[[ RECORDS SUPPLIED, beginning ]]

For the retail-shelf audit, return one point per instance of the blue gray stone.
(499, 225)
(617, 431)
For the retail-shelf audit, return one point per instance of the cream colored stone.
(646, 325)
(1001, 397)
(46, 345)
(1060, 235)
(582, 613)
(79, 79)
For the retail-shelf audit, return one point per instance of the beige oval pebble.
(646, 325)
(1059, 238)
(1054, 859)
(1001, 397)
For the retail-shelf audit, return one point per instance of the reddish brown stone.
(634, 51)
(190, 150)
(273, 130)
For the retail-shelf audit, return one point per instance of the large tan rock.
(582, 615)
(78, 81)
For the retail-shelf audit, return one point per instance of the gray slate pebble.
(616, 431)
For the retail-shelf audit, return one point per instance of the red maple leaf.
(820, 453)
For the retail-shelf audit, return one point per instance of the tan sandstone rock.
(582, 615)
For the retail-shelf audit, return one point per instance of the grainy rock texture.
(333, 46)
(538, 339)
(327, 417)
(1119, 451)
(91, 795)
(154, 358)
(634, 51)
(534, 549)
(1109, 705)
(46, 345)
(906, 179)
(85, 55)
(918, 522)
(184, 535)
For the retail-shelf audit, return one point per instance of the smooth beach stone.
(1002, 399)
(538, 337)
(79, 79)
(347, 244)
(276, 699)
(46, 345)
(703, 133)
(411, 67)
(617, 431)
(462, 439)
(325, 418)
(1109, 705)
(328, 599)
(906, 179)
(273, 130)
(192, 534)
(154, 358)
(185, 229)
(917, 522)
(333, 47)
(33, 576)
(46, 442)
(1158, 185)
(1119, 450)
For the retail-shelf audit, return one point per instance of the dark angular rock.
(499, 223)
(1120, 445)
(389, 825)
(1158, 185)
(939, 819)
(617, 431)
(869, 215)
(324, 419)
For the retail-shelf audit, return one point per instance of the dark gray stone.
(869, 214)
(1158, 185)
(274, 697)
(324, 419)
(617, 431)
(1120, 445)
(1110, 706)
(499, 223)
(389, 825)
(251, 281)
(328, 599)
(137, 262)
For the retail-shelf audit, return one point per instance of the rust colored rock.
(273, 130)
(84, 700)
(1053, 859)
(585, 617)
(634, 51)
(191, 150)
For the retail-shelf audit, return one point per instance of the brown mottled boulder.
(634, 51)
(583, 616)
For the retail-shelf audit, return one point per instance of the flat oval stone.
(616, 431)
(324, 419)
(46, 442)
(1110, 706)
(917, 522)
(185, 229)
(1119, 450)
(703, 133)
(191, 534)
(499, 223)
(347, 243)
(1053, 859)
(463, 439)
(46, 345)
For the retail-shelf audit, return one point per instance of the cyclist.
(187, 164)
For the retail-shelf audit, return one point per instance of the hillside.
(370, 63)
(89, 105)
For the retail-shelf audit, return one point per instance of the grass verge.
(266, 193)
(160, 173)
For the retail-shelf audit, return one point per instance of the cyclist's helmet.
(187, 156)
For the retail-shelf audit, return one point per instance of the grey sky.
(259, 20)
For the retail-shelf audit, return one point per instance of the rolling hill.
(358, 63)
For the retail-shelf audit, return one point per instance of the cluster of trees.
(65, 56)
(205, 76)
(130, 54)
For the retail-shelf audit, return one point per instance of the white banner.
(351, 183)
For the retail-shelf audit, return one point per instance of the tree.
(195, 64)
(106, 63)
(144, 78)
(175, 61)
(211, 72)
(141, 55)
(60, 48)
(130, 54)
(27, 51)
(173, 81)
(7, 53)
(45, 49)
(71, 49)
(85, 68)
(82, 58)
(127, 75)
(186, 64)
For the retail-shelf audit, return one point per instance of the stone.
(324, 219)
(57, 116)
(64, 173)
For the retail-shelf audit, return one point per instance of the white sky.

[[ RECORDS SUPPLIED, end ]]

_WORK ORDER_
Without leaving anything out, transcribe the records above exactly.

_WORKED SOLUTION_
For the retail-shelf audit, return one point per instance of the blue gray stone.
(499, 225)
(617, 431)
For the retail-shelf audit, return one point per instance of the cream colored stone.
(646, 325)
(1001, 397)
(46, 345)
(1060, 235)
(582, 613)
(79, 79)
For the retail-shelf audit, return one point per instance of the beige oval pebble.
(646, 325)
(1059, 238)
(1054, 859)
(1001, 397)
For the retail-shelf audit, return one point per instance of the reddish brown stone.
(634, 51)
(190, 150)
(273, 130)
For the retail-shelf audit, return one point per instance of the large tan rock.
(582, 615)
(78, 81)
For the retail-shelf audit, return one point per instance of the gray slate pebble.
(616, 431)
For the retail-shelf audit, return one point per instance of the red maple leaf.
(820, 453)
For the retail-shelf audit, return one point per instance of the tan sandstone rock.
(582, 615)
For the retail-shelf audit, return one point per instance of the grainy rock texture.
(333, 46)
(538, 339)
(327, 417)
(1119, 451)
(91, 795)
(154, 358)
(634, 51)
(534, 549)
(1109, 705)
(46, 345)
(906, 179)
(85, 55)
(918, 522)
(184, 535)
For the retail-shelf audit, return one point per instance of the smooth beach stone.
(1002, 399)
(538, 337)
(79, 79)
(347, 244)
(276, 699)
(46, 345)
(703, 133)
(411, 67)
(617, 431)
(462, 439)
(325, 418)
(1109, 705)
(328, 599)
(906, 179)
(273, 130)
(192, 534)
(154, 358)
(185, 229)
(917, 522)
(333, 47)
(33, 576)
(46, 442)
(1158, 185)
(1119, 450)
For the retail-shelf audit, return one point per instance of the dark angular rock.
(499, 223)
(1120, 445)
(389, 825)
(1158, 185)
(939, 819)
(617, 431)
(869, 215)
(324, 419)
For the retail-shelf audit, return one point per instance of the dark gray stone.
(869, 214)
(1158, 185)
(274, 697)
(324, 419)
(617, 431)
(1120, 445)
(1110, 706)
(499, 223)
(389, 825)
(251, 281)
(328, 599)
(137, 262)
For the retail-shelf audit, return one point per instance of the rust colored rock.
(273, 130)
(84, 700)
(1053, 859)
(585, 617)
(634, 51)
(191, 150)
For the retail-shelf audit, return one point per instance of the brown mottled boulder.
(634, 51)
(583, 616)
For the retail-shelf audit, return one point per instance of the flat oval stone.
(616, 431)
(324, 419)
(46, 442)
(1110, 706)
(917, 522)
(185, 229)
(1119, 450)
(703, 133)
(191, 534)
(499, 223)
(347, 243)
(1053, 859)
(463, 439)
(46, 345)
For the retail-shelf audit, return one point per instance of the cyclist.
(187, 164)
For the retail-shelf audit, return one point per instance of the hillside.
(370, 63)
(89, 105)
For the retail-shelf audit, return one point per instance of the grass verge.
(266, 193)
(160, 173)
For the retail-shelf audit, return one point per instance of the cyclist's helmet.
(187, 156)
For the retail-shelf audit, return one point per instance of the grey sky.
(259, 20)
For the retail-shelf audit, return one point per instance of the rolling hill.
(358, 63)
For the retail-shelf audit, return one point per instance of the cluster of trees.
(65, 56)
(205, 76)
(130, 54)
For the retail-shelf audit, return one point per instance of the white banner.
(351, 183)
For the retail-shelf audit, return one point per instance of the tree.
(195, 64)
(106, 63)
(144, 78)
(175, 61)
(211, 72)
(141, 55)
(60, 48)
(130, 54)
(27, 51)
(173, 81)
(7, 53)
(45, 49)
(71, 49)
(85, 68)
(82, 58)
(127, 75)
(186, 64)
For the retail-shelf audit, return one point per instance of the stone.
(324, 219)
(57, 116)
(64, 173)
For the retail-shelf audit, return one point per instance of the white sky.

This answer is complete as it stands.